(Stored data entries)
□ □ □ □ □

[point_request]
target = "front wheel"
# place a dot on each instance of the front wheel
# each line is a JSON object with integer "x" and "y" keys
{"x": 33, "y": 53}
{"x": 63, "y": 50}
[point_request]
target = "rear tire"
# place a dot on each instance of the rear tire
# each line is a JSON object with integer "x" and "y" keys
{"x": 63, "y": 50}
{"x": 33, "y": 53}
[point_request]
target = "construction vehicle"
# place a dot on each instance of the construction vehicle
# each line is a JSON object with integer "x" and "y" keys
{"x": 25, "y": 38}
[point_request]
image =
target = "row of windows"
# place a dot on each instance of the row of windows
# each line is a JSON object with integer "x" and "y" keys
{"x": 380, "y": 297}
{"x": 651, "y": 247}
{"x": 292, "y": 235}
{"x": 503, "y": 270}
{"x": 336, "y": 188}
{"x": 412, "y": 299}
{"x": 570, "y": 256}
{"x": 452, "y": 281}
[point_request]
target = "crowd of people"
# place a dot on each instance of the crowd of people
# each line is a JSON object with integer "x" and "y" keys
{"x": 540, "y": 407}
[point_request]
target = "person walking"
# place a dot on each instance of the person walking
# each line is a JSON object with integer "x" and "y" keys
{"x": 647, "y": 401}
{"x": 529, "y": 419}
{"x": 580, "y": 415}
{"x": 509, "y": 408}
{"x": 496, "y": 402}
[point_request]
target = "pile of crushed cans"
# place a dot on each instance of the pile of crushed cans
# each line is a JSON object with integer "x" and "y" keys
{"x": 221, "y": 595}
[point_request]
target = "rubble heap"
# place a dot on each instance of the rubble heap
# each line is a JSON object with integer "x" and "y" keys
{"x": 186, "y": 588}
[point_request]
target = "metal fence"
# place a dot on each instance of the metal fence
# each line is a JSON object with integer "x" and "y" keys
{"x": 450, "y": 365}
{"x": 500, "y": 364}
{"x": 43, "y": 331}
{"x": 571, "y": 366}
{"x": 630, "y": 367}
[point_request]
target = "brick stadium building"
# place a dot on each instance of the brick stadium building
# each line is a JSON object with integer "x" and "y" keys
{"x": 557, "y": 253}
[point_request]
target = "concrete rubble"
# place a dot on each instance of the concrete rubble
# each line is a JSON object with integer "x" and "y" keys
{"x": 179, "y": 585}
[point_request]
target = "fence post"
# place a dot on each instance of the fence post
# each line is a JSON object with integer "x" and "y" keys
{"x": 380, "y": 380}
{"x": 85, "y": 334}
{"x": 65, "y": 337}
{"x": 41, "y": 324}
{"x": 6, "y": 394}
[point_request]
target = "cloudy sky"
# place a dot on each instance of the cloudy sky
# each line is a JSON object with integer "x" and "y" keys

□ □ □ □ □

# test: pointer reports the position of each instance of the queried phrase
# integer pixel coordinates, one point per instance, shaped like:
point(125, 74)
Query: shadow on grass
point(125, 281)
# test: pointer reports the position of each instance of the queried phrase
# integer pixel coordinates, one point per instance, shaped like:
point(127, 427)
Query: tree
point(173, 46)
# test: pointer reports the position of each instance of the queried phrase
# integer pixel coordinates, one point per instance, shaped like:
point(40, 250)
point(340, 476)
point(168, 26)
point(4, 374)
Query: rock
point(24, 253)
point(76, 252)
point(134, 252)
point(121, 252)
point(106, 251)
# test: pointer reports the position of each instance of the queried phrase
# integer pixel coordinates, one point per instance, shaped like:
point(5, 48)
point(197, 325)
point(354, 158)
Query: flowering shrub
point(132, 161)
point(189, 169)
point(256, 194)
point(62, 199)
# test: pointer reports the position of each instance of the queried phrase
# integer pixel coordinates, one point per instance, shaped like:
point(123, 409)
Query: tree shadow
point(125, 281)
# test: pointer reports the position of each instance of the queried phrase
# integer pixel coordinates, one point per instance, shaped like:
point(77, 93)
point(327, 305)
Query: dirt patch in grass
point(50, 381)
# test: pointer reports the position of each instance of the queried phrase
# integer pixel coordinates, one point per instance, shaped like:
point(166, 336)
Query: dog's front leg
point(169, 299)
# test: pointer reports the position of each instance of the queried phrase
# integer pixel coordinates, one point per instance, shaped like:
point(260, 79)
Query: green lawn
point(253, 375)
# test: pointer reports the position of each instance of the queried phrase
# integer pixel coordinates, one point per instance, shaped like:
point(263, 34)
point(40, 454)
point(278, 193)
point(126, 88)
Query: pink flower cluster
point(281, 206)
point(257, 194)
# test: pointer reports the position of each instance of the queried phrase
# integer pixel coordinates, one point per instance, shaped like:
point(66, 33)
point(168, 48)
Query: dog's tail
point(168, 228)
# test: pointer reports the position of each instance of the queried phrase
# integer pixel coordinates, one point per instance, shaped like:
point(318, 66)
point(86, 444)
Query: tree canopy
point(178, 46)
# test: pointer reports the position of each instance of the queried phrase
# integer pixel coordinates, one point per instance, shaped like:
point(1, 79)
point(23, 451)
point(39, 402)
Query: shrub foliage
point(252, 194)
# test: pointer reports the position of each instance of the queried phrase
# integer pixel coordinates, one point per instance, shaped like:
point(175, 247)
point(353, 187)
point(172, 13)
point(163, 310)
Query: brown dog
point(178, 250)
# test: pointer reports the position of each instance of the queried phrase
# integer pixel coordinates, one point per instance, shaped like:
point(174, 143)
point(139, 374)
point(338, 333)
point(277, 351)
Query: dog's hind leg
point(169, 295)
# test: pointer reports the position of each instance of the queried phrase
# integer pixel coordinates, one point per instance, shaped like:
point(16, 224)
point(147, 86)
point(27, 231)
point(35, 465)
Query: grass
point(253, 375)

□ □ □ □ □

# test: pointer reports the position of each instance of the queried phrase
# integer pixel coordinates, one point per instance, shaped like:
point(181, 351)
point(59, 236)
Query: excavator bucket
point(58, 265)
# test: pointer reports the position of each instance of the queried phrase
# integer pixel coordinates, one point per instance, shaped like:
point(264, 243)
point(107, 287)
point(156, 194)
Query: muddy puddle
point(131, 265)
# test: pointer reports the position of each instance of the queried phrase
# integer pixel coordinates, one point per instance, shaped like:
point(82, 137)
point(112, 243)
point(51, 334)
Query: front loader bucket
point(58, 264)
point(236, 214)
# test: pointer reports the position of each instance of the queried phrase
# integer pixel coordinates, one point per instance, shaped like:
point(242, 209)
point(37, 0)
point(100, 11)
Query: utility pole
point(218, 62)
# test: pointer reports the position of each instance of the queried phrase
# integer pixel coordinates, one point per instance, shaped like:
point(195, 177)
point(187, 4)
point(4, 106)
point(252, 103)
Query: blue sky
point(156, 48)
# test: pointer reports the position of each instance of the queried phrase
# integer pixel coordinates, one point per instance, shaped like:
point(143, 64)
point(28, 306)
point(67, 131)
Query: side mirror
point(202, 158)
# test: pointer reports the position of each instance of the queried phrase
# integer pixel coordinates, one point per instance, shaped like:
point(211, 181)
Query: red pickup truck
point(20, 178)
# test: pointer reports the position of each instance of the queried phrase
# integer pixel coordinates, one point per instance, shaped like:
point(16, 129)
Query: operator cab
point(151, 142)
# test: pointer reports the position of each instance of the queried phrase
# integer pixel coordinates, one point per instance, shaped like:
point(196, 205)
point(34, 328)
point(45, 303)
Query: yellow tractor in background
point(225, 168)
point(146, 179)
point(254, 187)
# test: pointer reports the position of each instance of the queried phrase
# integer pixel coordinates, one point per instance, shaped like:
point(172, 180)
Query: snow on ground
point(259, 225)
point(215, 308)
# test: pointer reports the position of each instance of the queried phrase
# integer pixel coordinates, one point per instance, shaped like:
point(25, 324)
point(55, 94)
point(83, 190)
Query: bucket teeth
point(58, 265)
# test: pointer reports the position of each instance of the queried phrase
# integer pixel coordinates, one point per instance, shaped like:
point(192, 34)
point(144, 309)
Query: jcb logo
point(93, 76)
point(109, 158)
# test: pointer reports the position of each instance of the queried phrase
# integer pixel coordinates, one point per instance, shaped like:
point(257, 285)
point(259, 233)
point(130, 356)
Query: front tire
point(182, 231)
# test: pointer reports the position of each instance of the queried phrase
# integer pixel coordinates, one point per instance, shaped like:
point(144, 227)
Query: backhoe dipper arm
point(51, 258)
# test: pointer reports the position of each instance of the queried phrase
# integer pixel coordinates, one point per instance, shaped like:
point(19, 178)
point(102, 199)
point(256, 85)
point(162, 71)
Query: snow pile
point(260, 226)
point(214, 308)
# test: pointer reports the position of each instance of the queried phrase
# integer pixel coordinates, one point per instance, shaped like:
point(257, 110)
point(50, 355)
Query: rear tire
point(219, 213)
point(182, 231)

□ □ □ □ □

**Task to carry out**
For each line above that contains "brick", add one to a count, then state only the final number.

**Solution for this exercise**
2